* [RECORDS PROVIDED]:
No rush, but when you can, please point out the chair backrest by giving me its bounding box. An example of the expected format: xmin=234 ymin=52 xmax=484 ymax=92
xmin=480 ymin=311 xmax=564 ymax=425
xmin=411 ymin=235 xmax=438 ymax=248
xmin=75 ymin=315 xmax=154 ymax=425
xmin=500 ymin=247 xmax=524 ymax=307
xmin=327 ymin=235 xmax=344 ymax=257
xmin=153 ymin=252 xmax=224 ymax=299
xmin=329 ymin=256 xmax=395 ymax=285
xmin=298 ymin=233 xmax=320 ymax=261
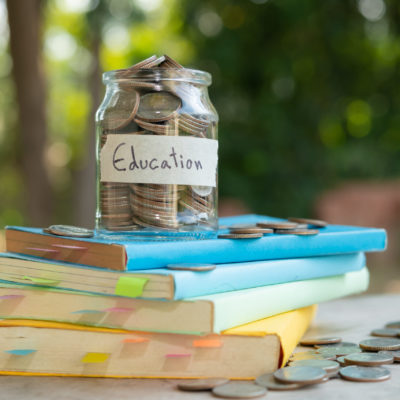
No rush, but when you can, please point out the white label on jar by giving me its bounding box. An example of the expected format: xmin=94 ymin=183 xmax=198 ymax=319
xmin=100 ymin=134 xmax=218 ymax=187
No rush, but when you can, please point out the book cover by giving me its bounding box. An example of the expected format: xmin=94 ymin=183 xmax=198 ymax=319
xmin=6 ymin=215 xmax=386 ymax=270
xmin=0 ymin=268 xmax=369 ymax=335
xmin=0 ymin=253 xmax=365 ymax=300
xmin=0 ymin=306 xmax=316 ymax=379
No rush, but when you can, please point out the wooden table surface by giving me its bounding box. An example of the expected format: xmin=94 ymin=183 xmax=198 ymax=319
xmin=0 ymin=295 xmax=400 ymax=400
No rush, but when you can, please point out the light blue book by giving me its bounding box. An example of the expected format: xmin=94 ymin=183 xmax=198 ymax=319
xmin=6 ymin=215 xmax=386 ymax=271
xmin=0 ymin=253 xmax=365 ymax=300
xmin=0 ymin=268 xmax=369 ymax=335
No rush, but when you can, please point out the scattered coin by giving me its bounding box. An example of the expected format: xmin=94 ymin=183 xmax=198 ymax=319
xmin=255 ymin=373 xmax=305 ymax=390
xmin=257 ymin=221 xmax=297 ymax=229
xmin=177 ymin=378 xmax=229 ymax=392
xmin=288 ymin=217 xmax=328 ymax=228
xmin=290 ymin=359 xmax=340 ymax=374
xmin=275 ymin=229 xmax=319 ymax=236
xmin=378 ymin=350 xmax=400 ymax=362
xmin=166 ymin=263 xmax=216 ymax=271
xmin=344 ymin=353 xmax=393 ymax=367
xmin=212 ymin=382 xmax=267 ymax=399
xmin=360 ymin=338 xmax=400 ymax=351
xmin=44 ymin=225 xmax=94 ymax=237
xmin=274 ymin=367 xmax=326 ymax=385
xmin=300 ymin=337 xmax=342 ymax=346
xmin=339 ymin=365 xmax=390 ymax=382
xmin=385 ymin=321 xmax=400 ymax=329
xmin=218 ymin=233 xmax=263 ymax=239
xmin=370 ymin=328 xmax=400 ymax=337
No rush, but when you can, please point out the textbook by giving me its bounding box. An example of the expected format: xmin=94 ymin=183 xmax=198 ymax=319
xmin=0 ymin=268 xmax=369 ymax=335
xmin=6 ymin=215 xmax=386 ymax=271
xmin=0 ymin=306 xmax=316 ymax=379
xmin=0 ymin=253 xmax=365 ymax=300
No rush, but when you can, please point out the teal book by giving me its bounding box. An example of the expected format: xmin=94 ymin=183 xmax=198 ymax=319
xmin=0 ymin=268 xmax=369 ymax=335
xmin=0 ymin=253 xmax=365 ymax=300
xmin=6 ymin=215 xmax=386 ymax=271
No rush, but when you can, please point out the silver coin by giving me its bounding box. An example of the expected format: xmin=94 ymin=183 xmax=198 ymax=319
xmin=300 ymin=337 xmax=342 ymax=346
xmin=177 ymin=378 xmax=229 ymax=392
xmin=274 ymin=367 xmax=326 ymax=385
xmin=212 ymin=382 xmax=267 ymax=399
xmin=344 ymin=353 xmax=393 ymax=367
xmin=255 ymin=373 xmax=305 ymax=390
xmin=166 ymin=263 xmax=216 ymax=271
xmin=370 ymin=328 xmax=400 ymax=337
xmin=45 ymin=225 xmax=94 ymax=237
xmin=339 ymin=365 xmax=390 ymax=382
xmin=360 ymin=338 xmax=400 ymax=351
xmin=378 ymin=350 xmax=400 ymax=362
xmin=290 ymin=359 xmax=340 ymax=374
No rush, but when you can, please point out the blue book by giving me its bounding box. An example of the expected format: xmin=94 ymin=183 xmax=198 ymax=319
xmin=0 ymin=253 xmax=365 ymax=300
xmin=6 ymin=215 xmax=386 ymax=271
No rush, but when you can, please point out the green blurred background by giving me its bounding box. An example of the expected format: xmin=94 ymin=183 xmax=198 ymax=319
xmin=0 ymin=0 xmax=400 ymax=291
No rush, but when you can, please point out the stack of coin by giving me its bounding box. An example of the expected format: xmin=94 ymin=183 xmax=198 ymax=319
xmin=100 ymin=55 xmax=216 ymax=231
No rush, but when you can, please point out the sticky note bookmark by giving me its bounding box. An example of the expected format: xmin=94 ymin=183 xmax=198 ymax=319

* [TASK TO COMPLETE]: Copy the items from the line with "No rush, but when you can, please point out the green" through the line with "xmin=100 ymin=55 xmax=216 ymax=231", both included, replacing "stack of coin" with "stack of coins" and keeping everything else the same.

* [FULL ANSWER]:
No rush, but when you can, please point out the green blurred background by giving me its bounding box. An example of the expected format: xmin=94 ymin=183 xmax=198 ymax=319
xmin=0 ymin=0 xmax=400 ymax=291
No rush, but when you can, please point out the stack of coins by giving me its bounding box. An example of the expected format: xmin=94 ymin=183 xmax=198 ymax=319
xmin=100 ymin=55 xmax=216 ymax=231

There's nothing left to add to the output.